+++ Source data +++

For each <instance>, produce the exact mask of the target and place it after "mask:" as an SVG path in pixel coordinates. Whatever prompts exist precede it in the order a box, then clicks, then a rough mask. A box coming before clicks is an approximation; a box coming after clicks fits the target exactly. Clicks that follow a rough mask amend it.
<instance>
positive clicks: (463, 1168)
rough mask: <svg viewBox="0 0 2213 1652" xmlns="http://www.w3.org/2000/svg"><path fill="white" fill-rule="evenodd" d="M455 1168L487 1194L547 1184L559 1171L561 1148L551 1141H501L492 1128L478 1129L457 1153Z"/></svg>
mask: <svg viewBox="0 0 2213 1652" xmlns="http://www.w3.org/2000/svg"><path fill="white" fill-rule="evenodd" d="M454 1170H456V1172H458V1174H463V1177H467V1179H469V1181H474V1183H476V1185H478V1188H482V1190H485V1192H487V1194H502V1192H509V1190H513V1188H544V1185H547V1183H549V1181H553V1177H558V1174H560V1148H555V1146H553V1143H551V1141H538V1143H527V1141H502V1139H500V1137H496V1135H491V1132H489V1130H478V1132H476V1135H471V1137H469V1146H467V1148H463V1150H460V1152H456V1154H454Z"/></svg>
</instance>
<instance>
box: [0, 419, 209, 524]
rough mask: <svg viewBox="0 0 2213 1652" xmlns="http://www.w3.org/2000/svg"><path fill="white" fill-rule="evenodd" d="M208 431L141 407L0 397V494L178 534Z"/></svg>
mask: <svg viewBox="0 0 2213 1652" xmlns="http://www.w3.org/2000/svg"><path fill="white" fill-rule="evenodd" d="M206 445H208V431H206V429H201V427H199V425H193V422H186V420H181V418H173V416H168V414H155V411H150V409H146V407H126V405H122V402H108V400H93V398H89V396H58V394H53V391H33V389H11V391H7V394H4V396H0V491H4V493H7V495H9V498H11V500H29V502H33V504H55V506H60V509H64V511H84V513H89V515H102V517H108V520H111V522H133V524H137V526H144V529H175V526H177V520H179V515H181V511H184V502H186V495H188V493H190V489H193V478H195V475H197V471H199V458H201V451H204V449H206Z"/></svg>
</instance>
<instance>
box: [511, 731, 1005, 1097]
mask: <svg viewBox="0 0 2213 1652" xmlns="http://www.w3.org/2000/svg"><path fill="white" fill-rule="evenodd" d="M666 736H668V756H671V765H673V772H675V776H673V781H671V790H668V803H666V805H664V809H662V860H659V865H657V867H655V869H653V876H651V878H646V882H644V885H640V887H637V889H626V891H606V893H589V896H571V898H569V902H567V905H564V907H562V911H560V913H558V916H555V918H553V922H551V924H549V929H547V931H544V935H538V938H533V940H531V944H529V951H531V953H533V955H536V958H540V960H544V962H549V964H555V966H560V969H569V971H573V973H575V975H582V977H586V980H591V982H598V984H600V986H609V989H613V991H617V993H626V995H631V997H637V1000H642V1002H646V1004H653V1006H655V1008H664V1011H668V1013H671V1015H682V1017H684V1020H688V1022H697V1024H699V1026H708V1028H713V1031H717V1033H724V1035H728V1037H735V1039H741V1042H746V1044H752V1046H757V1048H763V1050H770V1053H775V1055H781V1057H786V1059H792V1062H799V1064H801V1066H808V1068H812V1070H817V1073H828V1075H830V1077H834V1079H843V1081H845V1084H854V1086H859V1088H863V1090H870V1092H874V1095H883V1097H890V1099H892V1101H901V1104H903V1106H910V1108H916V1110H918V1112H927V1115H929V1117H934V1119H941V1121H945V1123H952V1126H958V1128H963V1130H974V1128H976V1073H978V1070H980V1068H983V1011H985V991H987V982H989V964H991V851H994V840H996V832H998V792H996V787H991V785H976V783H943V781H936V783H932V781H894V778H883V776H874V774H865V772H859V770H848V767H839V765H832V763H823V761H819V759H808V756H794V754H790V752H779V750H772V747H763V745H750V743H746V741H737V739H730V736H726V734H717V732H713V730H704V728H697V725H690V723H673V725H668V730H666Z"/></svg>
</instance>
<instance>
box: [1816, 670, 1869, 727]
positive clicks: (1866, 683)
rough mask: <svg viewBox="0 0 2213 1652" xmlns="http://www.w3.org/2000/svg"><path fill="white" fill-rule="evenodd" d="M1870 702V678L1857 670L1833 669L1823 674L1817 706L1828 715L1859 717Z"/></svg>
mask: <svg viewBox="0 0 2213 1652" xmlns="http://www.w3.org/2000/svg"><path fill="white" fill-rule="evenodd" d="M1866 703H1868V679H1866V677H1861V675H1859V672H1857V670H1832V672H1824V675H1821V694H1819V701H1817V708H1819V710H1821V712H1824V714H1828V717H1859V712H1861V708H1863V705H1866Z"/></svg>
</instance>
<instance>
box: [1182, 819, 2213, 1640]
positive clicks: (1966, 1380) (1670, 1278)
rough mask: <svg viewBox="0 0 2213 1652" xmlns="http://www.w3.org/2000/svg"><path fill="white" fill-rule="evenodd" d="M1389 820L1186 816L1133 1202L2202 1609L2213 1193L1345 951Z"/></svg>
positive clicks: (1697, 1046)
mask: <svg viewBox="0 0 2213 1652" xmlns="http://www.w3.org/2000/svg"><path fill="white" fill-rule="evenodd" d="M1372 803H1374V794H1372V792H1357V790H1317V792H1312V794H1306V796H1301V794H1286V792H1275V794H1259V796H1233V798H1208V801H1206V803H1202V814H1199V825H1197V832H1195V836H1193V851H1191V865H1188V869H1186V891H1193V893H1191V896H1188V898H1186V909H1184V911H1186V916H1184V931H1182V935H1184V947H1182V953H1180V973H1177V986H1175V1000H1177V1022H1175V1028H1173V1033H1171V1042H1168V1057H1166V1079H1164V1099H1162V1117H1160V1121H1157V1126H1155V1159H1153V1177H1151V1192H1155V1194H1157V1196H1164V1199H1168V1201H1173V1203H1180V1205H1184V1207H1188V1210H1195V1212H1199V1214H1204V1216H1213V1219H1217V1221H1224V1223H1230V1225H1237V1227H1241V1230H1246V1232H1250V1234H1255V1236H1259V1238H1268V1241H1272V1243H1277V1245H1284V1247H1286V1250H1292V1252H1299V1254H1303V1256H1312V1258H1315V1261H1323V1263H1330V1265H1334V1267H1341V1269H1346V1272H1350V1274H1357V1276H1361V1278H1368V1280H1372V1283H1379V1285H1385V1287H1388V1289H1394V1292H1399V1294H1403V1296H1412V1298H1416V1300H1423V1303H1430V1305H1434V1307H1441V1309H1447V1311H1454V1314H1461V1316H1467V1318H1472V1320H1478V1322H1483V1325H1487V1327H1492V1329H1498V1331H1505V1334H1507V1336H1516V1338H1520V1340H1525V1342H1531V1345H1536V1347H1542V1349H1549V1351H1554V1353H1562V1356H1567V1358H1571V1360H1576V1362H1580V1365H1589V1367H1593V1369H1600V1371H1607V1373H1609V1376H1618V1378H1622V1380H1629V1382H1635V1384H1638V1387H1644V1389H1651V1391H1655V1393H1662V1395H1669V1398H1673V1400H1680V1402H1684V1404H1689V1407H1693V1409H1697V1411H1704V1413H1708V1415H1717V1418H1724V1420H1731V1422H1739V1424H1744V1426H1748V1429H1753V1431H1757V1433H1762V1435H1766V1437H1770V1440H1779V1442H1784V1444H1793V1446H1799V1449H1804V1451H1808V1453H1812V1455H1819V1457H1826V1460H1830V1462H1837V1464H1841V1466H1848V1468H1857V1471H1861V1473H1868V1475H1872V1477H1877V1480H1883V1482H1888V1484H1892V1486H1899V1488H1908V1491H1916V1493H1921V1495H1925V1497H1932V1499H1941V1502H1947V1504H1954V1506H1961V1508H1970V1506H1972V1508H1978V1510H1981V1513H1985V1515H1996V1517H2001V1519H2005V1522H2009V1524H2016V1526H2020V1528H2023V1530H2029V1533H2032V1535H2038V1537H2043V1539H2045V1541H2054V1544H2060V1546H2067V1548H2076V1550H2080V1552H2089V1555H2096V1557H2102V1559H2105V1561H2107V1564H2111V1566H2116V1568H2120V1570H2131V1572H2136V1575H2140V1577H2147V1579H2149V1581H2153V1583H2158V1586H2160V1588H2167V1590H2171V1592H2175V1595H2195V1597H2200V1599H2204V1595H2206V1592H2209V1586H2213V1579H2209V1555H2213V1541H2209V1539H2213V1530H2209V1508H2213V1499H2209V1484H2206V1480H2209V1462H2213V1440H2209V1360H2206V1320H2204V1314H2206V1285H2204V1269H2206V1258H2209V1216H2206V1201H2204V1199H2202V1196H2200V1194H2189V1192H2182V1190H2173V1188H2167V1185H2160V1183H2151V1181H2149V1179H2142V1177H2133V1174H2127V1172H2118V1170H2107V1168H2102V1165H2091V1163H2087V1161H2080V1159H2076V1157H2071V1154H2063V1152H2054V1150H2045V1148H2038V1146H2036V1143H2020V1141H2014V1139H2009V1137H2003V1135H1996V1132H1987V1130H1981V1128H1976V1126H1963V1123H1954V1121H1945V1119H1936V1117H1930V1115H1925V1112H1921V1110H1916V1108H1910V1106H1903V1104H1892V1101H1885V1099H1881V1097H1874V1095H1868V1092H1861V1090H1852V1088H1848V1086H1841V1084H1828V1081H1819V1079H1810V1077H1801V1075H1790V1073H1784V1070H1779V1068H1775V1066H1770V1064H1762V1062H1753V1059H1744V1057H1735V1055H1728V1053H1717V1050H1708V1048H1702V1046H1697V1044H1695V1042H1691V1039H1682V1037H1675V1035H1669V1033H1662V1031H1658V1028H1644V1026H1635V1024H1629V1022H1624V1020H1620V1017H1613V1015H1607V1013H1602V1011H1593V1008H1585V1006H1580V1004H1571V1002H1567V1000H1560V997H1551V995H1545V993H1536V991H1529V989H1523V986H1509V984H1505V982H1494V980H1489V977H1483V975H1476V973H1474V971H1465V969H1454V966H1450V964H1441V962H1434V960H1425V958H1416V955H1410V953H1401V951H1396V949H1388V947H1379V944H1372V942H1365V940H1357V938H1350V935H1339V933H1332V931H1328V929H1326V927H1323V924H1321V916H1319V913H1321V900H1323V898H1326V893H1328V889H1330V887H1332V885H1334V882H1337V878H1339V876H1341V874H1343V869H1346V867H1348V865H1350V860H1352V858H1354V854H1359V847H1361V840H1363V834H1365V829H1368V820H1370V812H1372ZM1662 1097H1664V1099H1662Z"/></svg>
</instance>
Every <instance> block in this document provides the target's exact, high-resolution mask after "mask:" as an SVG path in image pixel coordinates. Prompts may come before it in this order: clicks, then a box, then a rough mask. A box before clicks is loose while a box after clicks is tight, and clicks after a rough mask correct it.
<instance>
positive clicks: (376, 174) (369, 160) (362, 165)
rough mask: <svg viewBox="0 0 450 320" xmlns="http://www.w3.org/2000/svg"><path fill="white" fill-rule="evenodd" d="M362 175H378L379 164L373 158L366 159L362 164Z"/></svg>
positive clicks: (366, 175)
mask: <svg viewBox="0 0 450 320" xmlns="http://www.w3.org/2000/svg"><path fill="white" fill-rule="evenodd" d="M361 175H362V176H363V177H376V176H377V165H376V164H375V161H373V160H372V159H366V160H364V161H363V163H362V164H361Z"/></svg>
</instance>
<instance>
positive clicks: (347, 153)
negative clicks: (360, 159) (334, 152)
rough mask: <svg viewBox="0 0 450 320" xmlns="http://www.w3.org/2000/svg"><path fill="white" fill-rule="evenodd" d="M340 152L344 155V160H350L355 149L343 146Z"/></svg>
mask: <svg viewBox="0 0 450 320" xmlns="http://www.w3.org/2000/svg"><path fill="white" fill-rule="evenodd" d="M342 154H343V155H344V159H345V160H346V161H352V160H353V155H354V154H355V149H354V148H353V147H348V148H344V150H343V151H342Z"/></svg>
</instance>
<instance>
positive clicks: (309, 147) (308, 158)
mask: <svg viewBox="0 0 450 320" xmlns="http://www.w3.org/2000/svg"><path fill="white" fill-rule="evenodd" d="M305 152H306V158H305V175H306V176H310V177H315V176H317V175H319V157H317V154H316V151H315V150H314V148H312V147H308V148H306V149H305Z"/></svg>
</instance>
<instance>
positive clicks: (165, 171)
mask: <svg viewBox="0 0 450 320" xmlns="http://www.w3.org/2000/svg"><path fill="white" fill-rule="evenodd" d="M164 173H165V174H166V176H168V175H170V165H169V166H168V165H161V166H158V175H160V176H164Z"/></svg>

+++

Exercise aim —
Reproduce the entries above exactly, but only the lines between the line holding "box: [511, 731, 1005, 1097]" and the line holding "positive clicks: (1866, 683)", inclusive.

Response —
box: [511, 731, 1005, 1097]
mask: <svg viewBox="0 0 2213 1652" xmlns="http://www.w3.org/2000/svg"><path fill="white" fill-rule="evenodd" d="M666 736H668V756H671V765H673V772H675V776H673V781H671V790H668V803H666V805H664V809H662V860H659V865H657V867H655V869H653V876H651V878H646V882H644V885H640V887H637V889H626V891H606V893H589V896H571V898H569V902H567V905H564V907H562V911H560V913H558V916H555V918H553V922H551V924H549V929H547V931H544V935H538V938H533V940H531V944H529V951H531V953H533V955H536V958H540V960H544V962H549V964H555V966H560V969H569V971H573V973H575V975H582V977H586V980H591V982H598V984H600V986H609V989H613V991H617V993H626V995H631V997H637V1000H642V1002H646V1004H653V1006H655V1008H664V1011H668V1013H671V1015H682V1017H684V1020H688V1022H697V1024H699V1026H708V1028H713V1031H717V1033H724V1035H728V1037H735V1039H741V1042H746V1044H752V1046H757V1048H763V1050H770V1053H775V1055H781V1057H786V1059H792V1062H799V1064H801V1066H808V1068H812V1070H817V1073H828V1075H830V1077H834V1079H843V1081H845V1084H854V1086H859V1088H863V1090H870V1092H874V1095H883V1097H890V1099H892V1101H901V1104H903V1106H910V1108H916V1110H918V1112H927V1115H929V1117H934V1119H941V1121H945V1123H952V1126H958V1128H963V1130H974V1128H976V1073H978V1070H980V1068H983V1011H985V991H987V982H989V964H991V851H994V840H996V832H998V792H996V787H991V785H976V783H943V781H936V783H932V781H894V778H883V776H874V774H865V772H859V770H848V767H839V765H832V763H823V761H819V759H808V756H794V754H790V752H779V750H772V747H763V745H750V743H746V741H737V739H730V736H726V734H717V732H713V730H704V728H697V725H690V723H673V725H668V730H666Z"/></svg>
</instance>
<instance>
box: [1816, 670, 1869, 727]
positive clicks: (1866, 683)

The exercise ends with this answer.